— Textauszug zum Lesen —
Ich bin heute sehr entspannt nach Delft gefahren. Individualreisend, mit dem Auto. Mein Auto kennt Delft auch schon. Ich parke auch immer auf demselben Parkplatz. Ich sages ja – gewollt gewohnt. Ich gehe sogar in dieselben Geschäfte und freue mich, wenn die Verkäuferinnen noch da sind …

So schön das ist – so unheimlich ist es mir auch. Wie werde ich wohl werden, wenn ich noch älter werde? Und, ist das ein guter Zustand oder ist es eher traurig? Woher kommt das, dass ich immer häuslicher werde? Oder war ich im Grunde schon immer häuslich? Ich habe nur wenige Reisen unternommen und wenn ich früher feiern war, dann meistens in der Krone oder im Steinbruch. Mir war das Recht. Da fühlte ich mich wohl.

Sicher.

Gewohnte Sicherheit.

Neues.

Ich habe vorhin dann doch mal gelesen. Gestern habe ich die Diagnose, die mein letzter Psychotherapeut in den Raum stellte, mit euch geteilt. Bipolare Störung, Typ 2. Bei mir fehlt die Manie, ich bin nur hypomanisch. Das bedeutet, der manische Anteil ist abgeschwächt. Aber – nun ja, wenn ich ehrlich bin, habe ich tatsächlich diese hypomanischen Phasen. Gerade im April erst. Ich bin dann unfassbar schnell, kreativ, übersprudelnd, voller Energie, ich habe Ausstrahlung und Kraft und kann alles schaffen. Mein Selbstwert ist dann sogar für mich spürbar. Anders noch, ich fühle dann auch oft überlegen und teile das mitunter auch mit.

Nach so einer Phase folgt fast immer eine depressive Delle. Meist auch mit etwas Scham, wie ich mich so auf lähmen könnte. Und wenn ich ehrlich bin – hatte ich letztes Jahr auch eine. Und das Jahr davor. Delle. Meist im Sommer, ich hatte das schon beobachtet. Und die depressiven Dellen sind weit länger als nur zwei Wochen. Die letzte Episode ging von Ende April bis Mitte Juli. Und auch wenn es sich oft leicht liest, ist es gar nicht leicht.

Ich arbeite ununterbrochen daran, mich in einem gesunden Maße zu bewegen. Bewegung spielt dabei eine große Rolle. Gewohnheiten spielen auch eine große Rolle. Sichere Räume, in denen ich entspannen kann, ebenso. Ich schreibe manchmal, dass ich denke, dass ich endlich gesund sei. Aber das ist leider nicht die Wahrheit. Ich hatte meine erste depressive Episode in der Jugend. Samt suizidaler Gedanken und Hoffnungen. Eine Atmosphäre von romantischer Sterbenssehnsucht. Sehr gruselig. Aber auch sehr kreativ und inspirierend. Für traurige Bücher, traurige Bilder und traurige Musik …

In hypomanischen Phasen bin ich leuchtend schön. Diese Phasen sind leider seltener und wenn sie da sind, genieße ich sie schon sehr. Ich halte mich dann auch nicht für krank. Nein, ich empfinde sie mit Dankbarkeit, weil das Depressive in der Zeit nicht da ist.

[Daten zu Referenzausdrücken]

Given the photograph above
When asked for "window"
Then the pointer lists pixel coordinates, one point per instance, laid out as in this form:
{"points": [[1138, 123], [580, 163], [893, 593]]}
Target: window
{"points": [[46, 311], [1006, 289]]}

— Zu bearbeiten —
[a] Von wann bis wann dauerte laut dem Text über Gewohnheit und bipolare Störung die letzte depressive Episode?
[b] Führe den Text über Gewohnheit und bipolare Störung im Anschluss an seinen letzten Satz weiter.

— Antworten —
[a] Von Ende April bis Mitte Juli.

[b]
In den depressiven Phasen kann ich weniger gut arbeiten, bin langsamer, fühle mich innerlich leer und unzulänglich, habe das Gefühl, nicht gut genug zu sein. Ich kann dann meinen Alltag nur unter großer Kraftanstrengung wuppen. In diesen Phasen habe ich kaum Freunde um mich und bin auch keine gute Freundin. So wie ich in den hypomanischen Phasen mitunter übersehe, wie sich andere Menschen fühlen, so kann ich in den depressiven Phasen oft nicht fühlen, was andere Menschen fühlen. Ich fühl ja selbst so wenig.

Es ist ein wenig wie im Gewohnten etwas Neues zu entdecken. Tatsächlich – das bin ja ich! Und eventuell ist mehr an der nie offiziell gestellten Diagnose meines Therapeuten als ich mir eingestehen wollte. Ich bin damals einfach gegangen. Ich war austherapiert und er hat keine Verlängerung für mich bekommen. Nicht ohne Diagnose.

Tja. Da gehen gerade Gedanken auf Wanderschaft. Ob ich am Ende doch eine Diagnose brauche. Um ausreichend Hilfe für mich zu erhalten. Wenn die Diagnose tatsächlich stimmt, dann bin ich halt krank. Also – chronisch krank mit mindestens einer depressiven Episode im Jahr. Also – das ist so. Es könnte aber auch einfach ADHS sein und damit weniger dramatisch. Ob ich das jetzt doch mal untersuchen lassen möchte? Ob ich das wirklich wissen will?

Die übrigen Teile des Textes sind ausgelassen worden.